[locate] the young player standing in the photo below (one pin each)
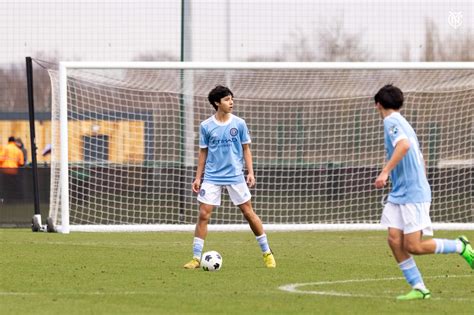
(224, 146)
(406, 214)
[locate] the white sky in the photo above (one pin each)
(120, 30)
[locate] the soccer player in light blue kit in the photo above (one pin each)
(406, 213)
(224, 146)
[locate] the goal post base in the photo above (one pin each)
(36, 223)
(245, 227)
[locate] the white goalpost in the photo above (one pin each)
(125, 141)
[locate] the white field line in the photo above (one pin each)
(295, 287)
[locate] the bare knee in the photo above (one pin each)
(414, 248)
(205, 212)
(247, 211)
(395, 242)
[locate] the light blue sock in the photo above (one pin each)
(447, 246)
(412, 274)
(198, 245)
(263, 242)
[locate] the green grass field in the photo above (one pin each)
(141, 273)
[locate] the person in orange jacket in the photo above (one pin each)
(11, 157)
-----
**Cosa si chiede**
Ricopia senza alcuna modifica tutte le righe dei record qui sopra, dalla riga che contiene "[locate] the white goalpost" fino alla fine dei record, estremi compresi.

**Risultato del compito**
[locate] the white goalpost in the photo above (one pin each)
(125, 141)
[locate] the white field line in the photo above (one pin each)
(295, 287)
[locate] the bare knee in the photo above (one pin each)
(414, 248)
(205, 212)
(247, 211)
(395, 242)
[locate] the light blue sock in the photo above (one pin each)
(447, 246)
(412, 274)
(198, 245)
(263, 242)
[locate] the green grass field in the photo above (one pin each)
(141, 273)
[locate] the person in orange jacket in the photo above (one pin each)
(11, 157)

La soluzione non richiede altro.